***** Extracted records

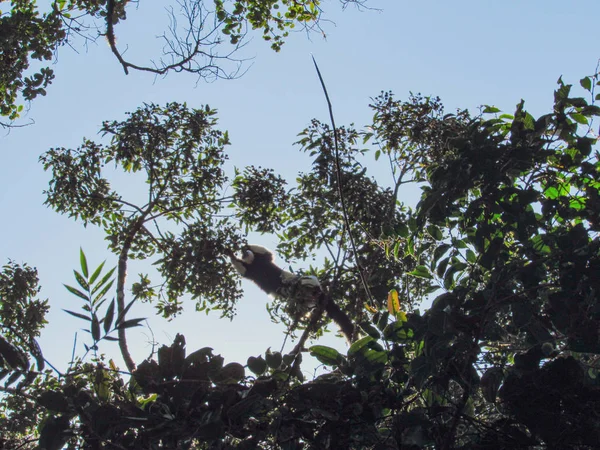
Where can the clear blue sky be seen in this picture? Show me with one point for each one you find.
(467, 52)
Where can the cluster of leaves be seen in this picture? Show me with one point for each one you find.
(507, 229)
(180, 154)
(266, 15)
(260, 195)
(93, 288)
(29, 34)
(22, 316)
(26, 35)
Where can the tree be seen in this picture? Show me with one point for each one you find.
(505, 234)
(205, 45)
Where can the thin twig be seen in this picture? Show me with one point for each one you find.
(338, 173)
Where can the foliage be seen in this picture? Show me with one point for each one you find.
(505, 233)
(29, 34)
(22, 316)
(26, 34)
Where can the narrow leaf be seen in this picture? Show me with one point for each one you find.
(103, 292)
(123, 314)
(326, 355)
(81, 316)
(83, 262)
(130, 323)
(421, 272)
(586, 83)
(95, 328)
(359, 345)
(96, 273)
(110, 315)
(104, 279)
(76, 292)
(81, 280)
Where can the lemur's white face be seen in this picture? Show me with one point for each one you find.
(248, 257)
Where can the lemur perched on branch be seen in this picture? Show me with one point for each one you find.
(302, 292)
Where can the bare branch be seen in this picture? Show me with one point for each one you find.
(190, 48)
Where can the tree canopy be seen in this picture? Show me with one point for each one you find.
(503, 241)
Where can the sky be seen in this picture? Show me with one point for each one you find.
(467, 52)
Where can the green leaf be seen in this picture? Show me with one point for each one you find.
(490, 110)
(421, 272)
(258, 365)
(471, 257)
(80, 316)
(579, 118)
(76, 292)
(131, 323)
(96, 273)
(439, 251)
(109, 316)
(123, 313)
(586, 83)
(103, 292)
(435, 232)
(83, 262)
(326, 355)
(105, 278)
(376, 356)
(81, 280)
(95, 328)
(359, 345)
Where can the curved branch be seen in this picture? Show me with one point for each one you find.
(121, 277)
(338, 173)
(183, 50)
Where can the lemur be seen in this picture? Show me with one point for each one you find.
(304, 291)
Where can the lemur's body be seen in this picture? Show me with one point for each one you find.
(304, 291)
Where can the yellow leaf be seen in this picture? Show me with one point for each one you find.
(370, 308)
(393, 302)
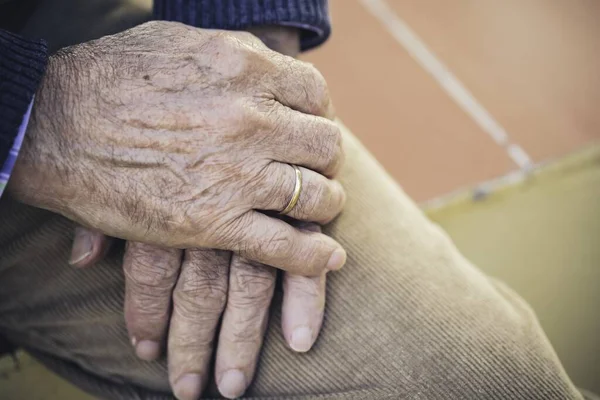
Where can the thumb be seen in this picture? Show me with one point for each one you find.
(88, 248)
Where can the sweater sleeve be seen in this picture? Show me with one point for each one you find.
(22, 65)
(311, 16)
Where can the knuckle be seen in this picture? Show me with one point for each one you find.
(277, 243)
(202, 292)
(252, 285)
(319, 88)
(332, 148)
(312, 205)
(150, 268)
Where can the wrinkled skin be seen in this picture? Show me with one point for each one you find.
(209, 284)
(176, 136)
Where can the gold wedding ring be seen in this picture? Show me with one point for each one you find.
(297, 190)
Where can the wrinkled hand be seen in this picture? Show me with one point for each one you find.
(176, 136)
(187, 293)
(210, 282)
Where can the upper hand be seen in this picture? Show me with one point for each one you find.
(176, 136)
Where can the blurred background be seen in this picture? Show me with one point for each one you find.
(487, 112)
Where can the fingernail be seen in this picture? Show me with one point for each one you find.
(301, 339)
(82, 246)
(233, 384)
(147, 350)
(337, 260)
(188, 387)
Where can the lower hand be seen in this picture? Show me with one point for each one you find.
(186, 293)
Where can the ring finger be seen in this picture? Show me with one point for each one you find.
(320, 199)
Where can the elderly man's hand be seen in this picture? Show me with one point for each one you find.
(187, 293)
(178, 136)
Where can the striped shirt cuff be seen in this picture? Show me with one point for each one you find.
(311, 16)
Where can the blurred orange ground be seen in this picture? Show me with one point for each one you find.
(534, 66)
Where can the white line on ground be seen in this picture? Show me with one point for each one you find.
(446, 79)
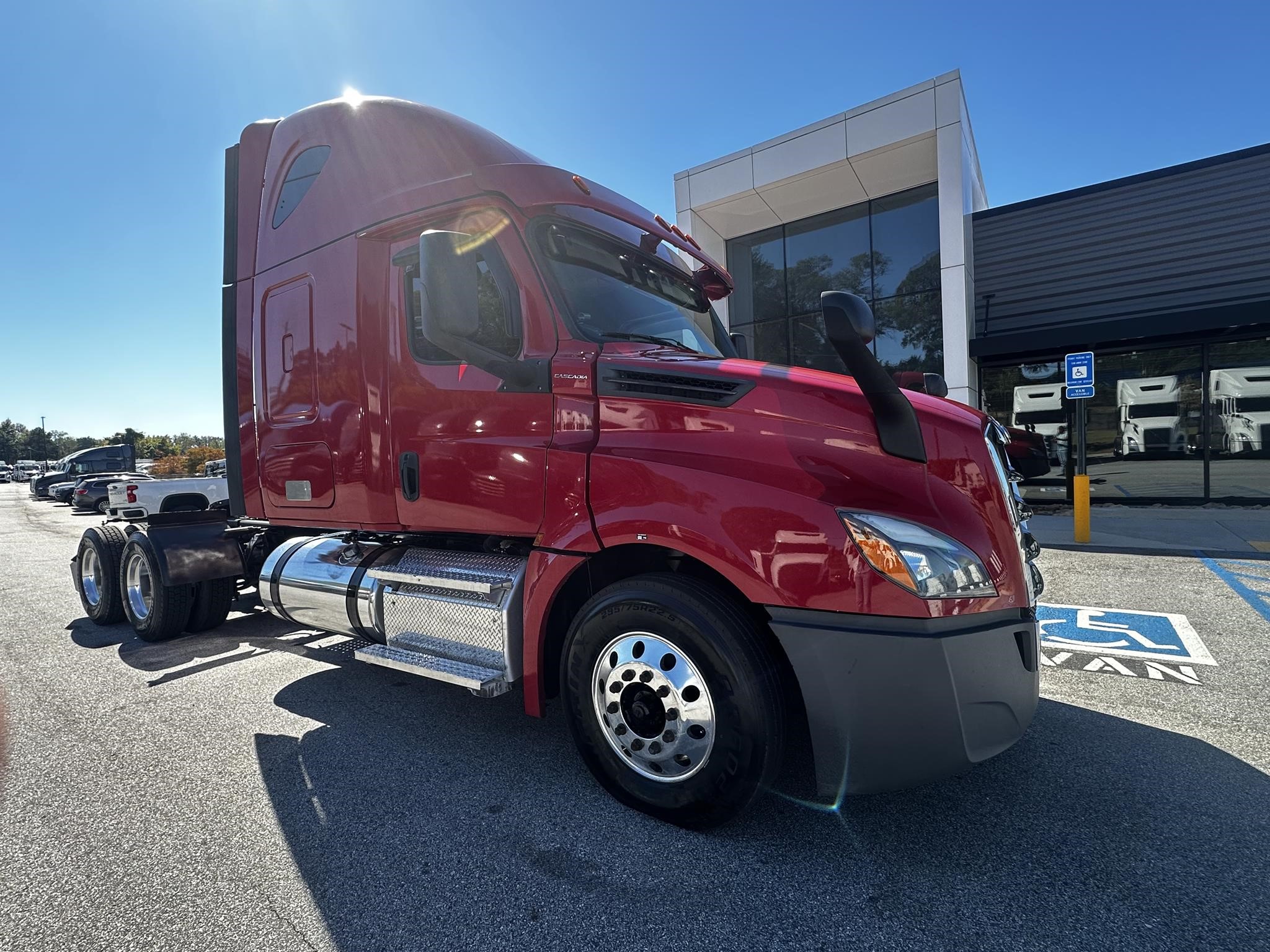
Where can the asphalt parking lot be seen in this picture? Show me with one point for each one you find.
(258, 788)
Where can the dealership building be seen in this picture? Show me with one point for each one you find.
(1163, 276)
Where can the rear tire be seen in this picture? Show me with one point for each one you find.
(211, 604)
(696, 726)
(98, 565)
(158, 612)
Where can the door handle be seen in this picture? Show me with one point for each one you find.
(408, 469)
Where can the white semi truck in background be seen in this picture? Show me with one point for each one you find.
(1150, 415)
(1241, 409)
(1039, 409)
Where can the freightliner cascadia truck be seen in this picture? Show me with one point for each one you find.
(481, 415)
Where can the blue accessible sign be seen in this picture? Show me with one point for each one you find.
(1155, 637)
(1080, 369)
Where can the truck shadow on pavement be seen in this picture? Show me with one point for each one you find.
(420, 816)
(417, 808)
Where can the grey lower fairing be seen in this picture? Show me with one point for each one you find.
(898, 702)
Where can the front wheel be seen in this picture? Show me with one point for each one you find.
(673, 700)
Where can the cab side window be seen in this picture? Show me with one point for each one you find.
(497, 301)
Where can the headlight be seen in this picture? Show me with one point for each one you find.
(921, 560)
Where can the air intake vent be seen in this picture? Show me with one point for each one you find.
(680, 387)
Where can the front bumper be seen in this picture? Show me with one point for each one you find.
(897, 702)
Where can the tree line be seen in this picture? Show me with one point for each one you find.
(180, 452)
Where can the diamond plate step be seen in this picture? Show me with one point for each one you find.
(483, 682)
(459, 571)
(459, 651)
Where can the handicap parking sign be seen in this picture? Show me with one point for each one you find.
(1112, 631)
(1080, 368)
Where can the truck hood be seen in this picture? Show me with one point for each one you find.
(786, 447)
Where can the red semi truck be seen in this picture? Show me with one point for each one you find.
(482, 416)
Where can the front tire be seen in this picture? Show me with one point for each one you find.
(695, 726)
(95, 571)
(158, 612)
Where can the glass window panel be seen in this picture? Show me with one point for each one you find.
(1029, 402)
(757, 267)
(768, 342)
(810, 346)
(1143, 425)
(828, 253)
(906, 242)
(1238, 408)
(910, 333)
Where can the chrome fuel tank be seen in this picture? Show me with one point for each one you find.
(323, 582)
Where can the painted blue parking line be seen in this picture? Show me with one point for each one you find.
(1238, 582)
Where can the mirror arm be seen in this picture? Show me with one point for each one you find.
(898, 430)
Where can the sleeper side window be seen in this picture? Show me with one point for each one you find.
(300, 178)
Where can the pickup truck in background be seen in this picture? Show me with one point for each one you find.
(136, 499)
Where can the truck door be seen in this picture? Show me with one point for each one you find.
(469, 448)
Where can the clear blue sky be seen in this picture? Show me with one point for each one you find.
(117, 115)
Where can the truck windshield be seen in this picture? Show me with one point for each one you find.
(616, 293)
(1143, 412)
(1024, 418)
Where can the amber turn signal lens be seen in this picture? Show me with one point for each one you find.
(881, 553)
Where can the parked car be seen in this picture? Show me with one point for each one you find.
(94, 493)
(136, 499)
(87, 462)
(63, 491)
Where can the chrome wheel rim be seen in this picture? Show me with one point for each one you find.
(139, 587)
(91, 576)
(653, 707)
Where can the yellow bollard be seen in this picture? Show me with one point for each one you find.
(1081, 506)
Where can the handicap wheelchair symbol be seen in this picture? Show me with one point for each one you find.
(1109, 631)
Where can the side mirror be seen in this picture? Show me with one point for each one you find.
(936, 385)
(448, 280)
(842, 307)
(850, 327)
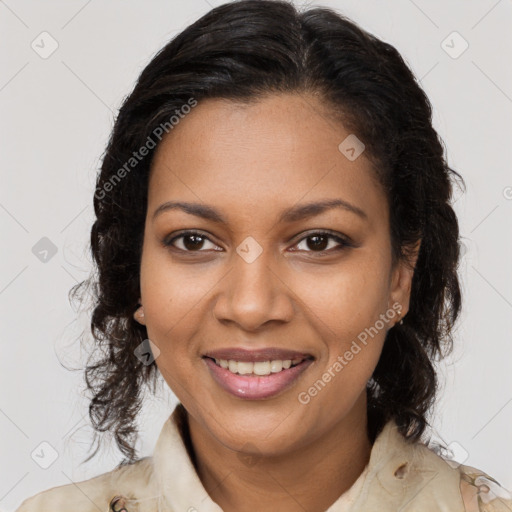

**********

> Short problem:
Repeat the data word for word, starting with the line containing "Where can the side" and continuing through the end of the data. Leave the pictures out of your answer.

> The answer:
Where can the side mirror be seen in this picture? Show me with one point for each one you find.
(936, 385)
(448, 280)
(842, 307)
(850, 327)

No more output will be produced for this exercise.